AIM 1:
Using the track-cleaning thread, answer each question:
(a) What covers the plywood table the plastic track sits on?
(b) What sandpaper does Grandcheapskate say he is currently using?
(c) What did partspig use on his tracks for years?
AIM 2:
Carry on the track-cleaning thread from its final post, writing what comes next.

Right now my plastic track is quite quiet (I always wanted to put those two words together!). It sits on a plywood table covered with carpet and not nailed/screwed down. I was thinking it would be nice to fasten it down, but I won't nail/screw it to the base plywood as that simply transfers all the sound and cancels out the sound deadening effect of the carpet.

That's why I was asking if a layer of carpet (or foam) between the track board and the base plywood would give me the same level of sound deadening as I have now. I figure someone may have tried this along the way.

Thanks...Joe


----------



## pat4gis (Jan 12, 2008)

What grit sandpaper do you use? I have heard that you should never use abrasive on your rail. Any other rail polishing tricks?

_ >>If you are sanding your rails follow the sanding up with a thorough vacuuming job before doing any further track cleaning._


----------



## Grandcheapskate (Jan 5, 2006)

pat4gis said:


> What grit sandpaper do you use? I have heard that you should never use abrasive on your rail. Any other rail polishing tricks?


 It's real fine sandpaper. Actually I'm currently using the small pieces that came with Tyco sets. It's just rough enough to polish the surface of the rails. You could use this stuff forever and not wear down the rails.

Joe


----------



## Rolls (Jan 1, 2010)

I've had good luck with these 4-sided fingernail buffers...










Cheap and readily available at the drugstore.


----------



## SDMedanic (Apr 21, 2011)

partspig said:


> LOL, I would never use WD-40 on my tracks, plastic or otherwise. It is a petroleum distillate, most commonly used for chasing water. It is not a lubricant or cleaner! In simple laymen's terms, basically, what you are doing to your plastic track, is dissolving a thin layer of the plastic track. That is what that "nice black color" on your rag is from! I used Rubbing Alcohol for years on my tracks. Yes the 80% mixture, cleans all the dirt and oil right off. Also it evaporates quickly, so that any damage that could be done to the track surface is greatly minimized. JMOFHO!! pig


Intresting. How do you explain the black color on the rag when all of the tracks I know of that use this method are made from Gray Sintra? Maybe gray plastic turns black when exposed to WD-40?

GIVEN ENTRIES:
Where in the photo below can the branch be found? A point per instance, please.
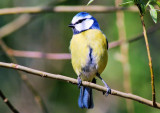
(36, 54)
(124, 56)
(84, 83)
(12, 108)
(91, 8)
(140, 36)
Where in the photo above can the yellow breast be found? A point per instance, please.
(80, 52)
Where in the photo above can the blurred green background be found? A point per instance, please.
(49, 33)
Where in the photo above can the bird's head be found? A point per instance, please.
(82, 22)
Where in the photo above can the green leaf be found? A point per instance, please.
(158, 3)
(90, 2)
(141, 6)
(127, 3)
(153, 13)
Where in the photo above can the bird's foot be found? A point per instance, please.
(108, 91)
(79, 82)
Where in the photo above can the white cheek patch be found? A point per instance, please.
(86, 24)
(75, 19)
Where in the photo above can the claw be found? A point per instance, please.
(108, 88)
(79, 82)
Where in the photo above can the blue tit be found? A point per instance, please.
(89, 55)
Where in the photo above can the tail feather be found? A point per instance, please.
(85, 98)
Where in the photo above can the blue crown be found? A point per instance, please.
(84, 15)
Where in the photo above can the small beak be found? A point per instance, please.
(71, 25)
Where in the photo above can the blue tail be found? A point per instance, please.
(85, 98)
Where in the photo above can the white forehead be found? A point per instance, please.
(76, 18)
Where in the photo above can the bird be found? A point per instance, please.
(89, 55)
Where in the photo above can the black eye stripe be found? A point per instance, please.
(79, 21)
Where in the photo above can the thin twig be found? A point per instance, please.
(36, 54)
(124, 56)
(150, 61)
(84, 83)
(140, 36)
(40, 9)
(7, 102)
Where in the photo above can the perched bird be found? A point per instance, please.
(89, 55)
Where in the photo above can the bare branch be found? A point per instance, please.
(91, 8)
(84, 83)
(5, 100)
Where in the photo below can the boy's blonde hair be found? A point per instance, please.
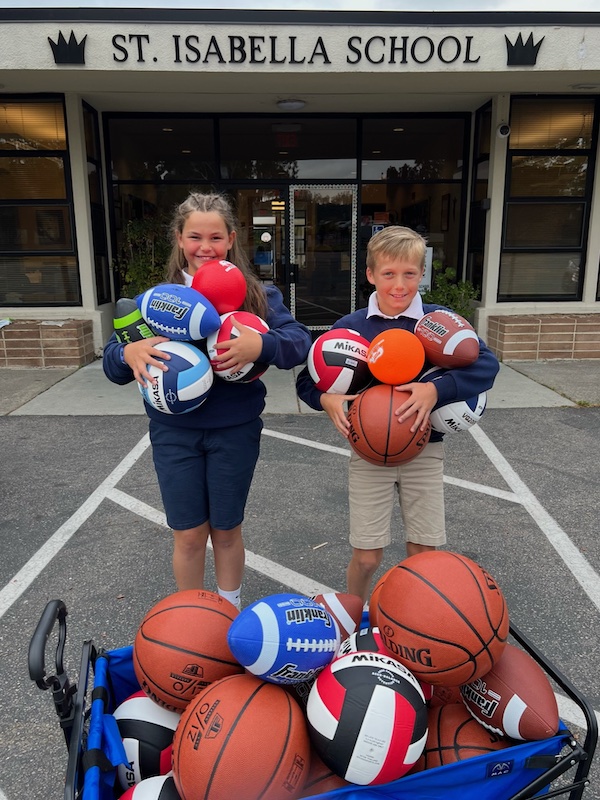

EXERCISE OUTPUT 1:
(a) Carpet.
(b) The small pieces of real fine sandpaper that came with Tyco sets.
(c) Rubbing alcohol, the 80% mixture.

EXERCISE OUTPUT 2:
The black tire marks come off when I clean the track with WD-40. Yes it evaporates but it does leave a oil film on the rails which prevents rust. Water-Alky never as it promotes rust and rust is bad. Straight Alky maybe.


----------



## NTxSlotCars (May 27, 2008)

What about brake cleaner???? That should clean the track right up.


----------



## partspig (Mar 12, 2003)

My apologies, I was wrong in assuming that your tracks were black like mine. I own a black Max Trax. You probably are removing the silicone from the surface of the track, however did you know that WD-40 is 50% mineral spirits??? Just some food for thought. There is no way that the 80% alcohol/water mixture will make my track rust! It is about 90% plastic and the rails are stainless steel. The amount of time the mixture stays on the track is minimal. As the first wipe is followed immediately with another to make sure I get all the little bits of crap and oil off the surface, as well as any extra rubbing alcohol that get's splooged around. It'a all a matter of what you think will work best. I know several guys that use 409 to clean their Max Trax. They just can't seem to figure out why the track gets so slippery after a few laps.  JMOFHO pig


----------



## NTxSlotCars (May 27, 2008)

How about naval jelly?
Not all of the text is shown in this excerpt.